WORK TO COMPLETE
Down to the final line, return the records unchanged.

DATA PROVIDED

..............................

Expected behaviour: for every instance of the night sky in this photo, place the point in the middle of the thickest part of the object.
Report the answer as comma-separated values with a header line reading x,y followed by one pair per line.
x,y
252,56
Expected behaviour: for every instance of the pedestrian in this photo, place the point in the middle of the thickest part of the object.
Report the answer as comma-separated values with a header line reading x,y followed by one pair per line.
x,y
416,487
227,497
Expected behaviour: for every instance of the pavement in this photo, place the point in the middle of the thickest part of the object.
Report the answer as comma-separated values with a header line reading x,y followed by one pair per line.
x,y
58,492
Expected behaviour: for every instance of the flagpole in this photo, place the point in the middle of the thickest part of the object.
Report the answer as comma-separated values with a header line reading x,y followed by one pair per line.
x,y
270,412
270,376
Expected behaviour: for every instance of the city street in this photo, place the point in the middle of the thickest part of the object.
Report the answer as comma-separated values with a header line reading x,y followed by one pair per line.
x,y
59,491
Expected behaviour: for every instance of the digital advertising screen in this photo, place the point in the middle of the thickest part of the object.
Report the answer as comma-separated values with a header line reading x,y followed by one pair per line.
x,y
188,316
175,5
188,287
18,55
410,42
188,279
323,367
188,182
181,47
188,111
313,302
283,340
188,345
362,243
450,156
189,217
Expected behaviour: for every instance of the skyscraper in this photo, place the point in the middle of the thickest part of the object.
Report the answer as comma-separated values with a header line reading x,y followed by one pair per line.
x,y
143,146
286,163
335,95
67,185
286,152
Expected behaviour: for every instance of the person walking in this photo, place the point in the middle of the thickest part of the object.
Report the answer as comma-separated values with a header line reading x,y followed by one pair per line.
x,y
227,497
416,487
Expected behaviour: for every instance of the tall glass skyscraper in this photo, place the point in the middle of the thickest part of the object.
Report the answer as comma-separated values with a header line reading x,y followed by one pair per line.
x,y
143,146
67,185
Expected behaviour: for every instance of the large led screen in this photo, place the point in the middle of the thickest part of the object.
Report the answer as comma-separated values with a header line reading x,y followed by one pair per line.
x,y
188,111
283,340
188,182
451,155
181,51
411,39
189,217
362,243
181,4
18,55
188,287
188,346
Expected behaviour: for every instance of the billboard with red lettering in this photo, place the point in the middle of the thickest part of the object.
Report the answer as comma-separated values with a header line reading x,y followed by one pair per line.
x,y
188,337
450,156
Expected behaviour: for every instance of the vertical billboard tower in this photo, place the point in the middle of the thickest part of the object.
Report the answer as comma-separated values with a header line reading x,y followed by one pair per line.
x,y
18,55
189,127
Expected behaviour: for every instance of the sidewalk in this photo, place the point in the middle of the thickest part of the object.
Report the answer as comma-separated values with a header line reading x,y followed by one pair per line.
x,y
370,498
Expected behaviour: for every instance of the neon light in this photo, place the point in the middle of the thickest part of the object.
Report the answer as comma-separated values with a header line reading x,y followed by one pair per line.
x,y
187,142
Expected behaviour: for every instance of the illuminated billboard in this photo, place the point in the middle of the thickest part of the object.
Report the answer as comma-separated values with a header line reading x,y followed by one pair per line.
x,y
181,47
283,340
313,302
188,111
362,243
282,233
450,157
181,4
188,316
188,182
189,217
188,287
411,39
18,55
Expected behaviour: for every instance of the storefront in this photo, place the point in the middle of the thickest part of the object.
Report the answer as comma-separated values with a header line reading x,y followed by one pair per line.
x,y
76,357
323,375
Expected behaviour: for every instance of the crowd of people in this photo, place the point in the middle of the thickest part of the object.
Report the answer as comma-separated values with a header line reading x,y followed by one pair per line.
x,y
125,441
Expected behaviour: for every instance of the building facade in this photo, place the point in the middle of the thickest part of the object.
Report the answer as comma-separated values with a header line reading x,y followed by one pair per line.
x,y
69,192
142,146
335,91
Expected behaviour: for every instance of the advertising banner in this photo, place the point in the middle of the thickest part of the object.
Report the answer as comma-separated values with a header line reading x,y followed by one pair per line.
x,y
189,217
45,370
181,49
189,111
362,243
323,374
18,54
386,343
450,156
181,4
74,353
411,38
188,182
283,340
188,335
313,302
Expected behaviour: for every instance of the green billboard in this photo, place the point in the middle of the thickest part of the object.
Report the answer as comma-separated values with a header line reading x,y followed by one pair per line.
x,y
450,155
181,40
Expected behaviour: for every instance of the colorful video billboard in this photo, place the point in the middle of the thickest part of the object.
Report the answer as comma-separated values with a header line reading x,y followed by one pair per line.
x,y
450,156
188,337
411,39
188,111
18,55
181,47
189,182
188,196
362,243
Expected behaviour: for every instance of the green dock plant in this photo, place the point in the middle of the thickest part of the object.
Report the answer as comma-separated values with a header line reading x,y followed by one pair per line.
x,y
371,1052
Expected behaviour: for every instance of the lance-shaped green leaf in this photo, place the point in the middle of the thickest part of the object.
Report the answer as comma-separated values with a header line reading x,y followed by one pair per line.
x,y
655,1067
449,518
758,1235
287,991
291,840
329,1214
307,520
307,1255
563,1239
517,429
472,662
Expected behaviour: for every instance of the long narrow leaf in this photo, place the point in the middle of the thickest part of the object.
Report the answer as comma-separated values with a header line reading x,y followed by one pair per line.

..............................

WRITTEN RESPONSE
Expected behaviour: for every instance of the night sky in this photo, place the point in the middle of the thickest part of the object.
Report the answer as comma-separated values with a header line reading x,y followed by one pair per line.
x,y
252,56
Expected behaviour: for every instance of the pedestrian in this photo, place the point in the middle of the thickest part of the object.
Report the answer as comma-separated values with a header line reading x,y followed by one pair per line.
x,y
416,487
227,497
Expected behaviour: for every instance of the pavement in this photo, place the point in the middle of the thickest part of the object.
Report the answer as comma-separated values with a header line reading x,y followed by one pair per line.
x,y
58,492
Expected behaviour: for every instance of the flagpole in this photo, place the point in the middle of the thickest part of the object.
Report the answer as comma-separated values with a header line reading x,y followed by one pair per line.
x,y
270,412
270,376
Expected behaviour: for every instance of the city street in this photo, place the point in the middle of the thickest part of the object.
Report the answer as comma-separated values with a header line reading x,y followed by one pair per line.
x,y
59,491
Expected behaviour: for every instance of the digital advertising screen in this photo, place the point in the middle of the thickest part of the object.
Report the answer as comma-separated values with a header line reading x,y followed by one pair per line.
x,y
188,316
175,5
188,287
18,55
410,42
188,279
323,367
188,182
181,47
188,111
313,302
283,340
188,345
362,243
450,156
189,217
Expected behaviour: for every instance of the skyscraper in this photo, place the point in the middle of the thickest part of the object.
Report the answer as comma-separated values with a header line reading x,y followed by one pair per line.
x,y
143,146
286,163
335,95
67,185
286,152
Expected behaviour: for every instance of the person walking in this photo, place the point in the middle of the thickest part of the object.
Report the answer as comma-separated values with a header line reading x,y followed by one pair per line.
x,y
227,497
416,487
Expected behaviour: for every instance of the tall glass skyscraper in this photo, place the point in the middle of the thickest part of the object.
Report the answer as comma-separated values with a header line reading x,y followed by one pair per line.
x,y
143,146
67,185
Expected behaviour: for every instance of the large led screen in this photo, place the point in the middle of the thickest part of the object.
Report the answer as comma-separated values with a header line reading x,y followed by one pair per line.
x,y
188,111
283,340
188,182
451,155
181,51
411,39
189,217
362,243
181,4
18,55
188,287
188,346
Expected behaviour: for every instance of the billboard with red lettering in this photo, place the point in the middle of the thickest part of the object.
Report the answer as comma-separated values with a header line reading x,y followed by one pair per line.
x,y
188,337
450,156
Expected behaviour: for every instance of the vertical billboard tower in this photo, place the point in the middle of the thickest part of the object.
Report the answer as comma-separated values with a header line reading x,y followed by one pair per line.
x,y
18,55
189,127
Expected behaviour: for every instance of the sidewalk in this photo, place the point in the middle of the thickest part of the object.
Report the answer as comma-separated values with a header line reading x,y followed by one pair per line.
x,y
370,498
Expected behaviour: for every instance of the neon light in this photo, place the point in the middle of the thickest part of the object.
Report the answer as comma-separated values with a header line reading x,y followed by one pair per line.
x,y
187,142
Expected behaviour: for every instance of the illuminated billboard in this photo, place the point in the middle of the thickest part of the object.
Report the answer as comma-separated values with a header line reading x,y followed by one pair per line.
x,y
181,47
283,340
313,302
188,111
362,243
282,233
450,157
181,4
188,316
188,182
189,217
188,287
411,39
18,55
Expected behaviour: for every instance of the storefront in this photo, place the point in the middle of the thickest part of the object.
Report the answer as comma-separated values with a header line reading x,y followed by one pair per line.
x,y
76,357
323,375
Expected behaviour: for every instance of the crowd of people in this photo, place the point in the middle of the thickest part of the object.
Report the answer as comma-separated values with a header line reading x,y followed by one pair per line.
x,y
125,441
Expected behaviour: for every instance of the building facade in this photo, place the point in the middle of the thickest part of the object.
Report the answer as comma-separated values with a header line reading x,y followed by one pair per line.
x,y
69,192
142,146
335,91
Expected behaviour: for every instance of the advertising banner in this photo, place the point in the middle of the thickest part of the object.
Report the answer as comma-separated values with a header line reading x,y followed by one pair per line.
x,y
189,217
45,370
181,49
189,111
362,243
323,374
18,54
386,343
450,156
181,4
74,353
411,38
188,182
283,340
188,335
313,302
Expected behaviour: for every instance of the green billboard in this photo, place the point in the middle of the thickest part of the object.
Report the answer as comma-separated values with a header line reading x,y followed by one pair per line.
x,y
450,155
181,40
Expected behaviour: for every instance of the colorful video billboard in this photo, place the point in the middle of the thickest part of the object.
Report the answer as comma-separated values with a header line reading x,y followed by one pair per line.
x,y
450,156
188,337
411,39
188,111
18,55
181,47
189,182
188,196
362,243
Expected behaviour: for every instance of the green dock plant in this photo, place the point in the middle of the thickest part of the object.
Report the answer as comma-separated values with a header line reading x,y followed by one pair per line.
x,y
371,1052
Expected behaviour: for every instance of the lance-shaped green leaf in this photo, place the point in the middle of the thickest part of the object.
Report the answer as comma-separated values with a header line reading x,y followed by one pair per line.
x,y
655,1067
449,518
758,1235
287,991
291,840
329,1214
307,520
307,1255
563,1239
517,429
472,662
Expected behaviour: for every instance of the long narrow leaf in this photo, place the point in the middle of the thickest part of the object.
Report the answer as comma-separated values with a header line reading x,y followed by one pair per line.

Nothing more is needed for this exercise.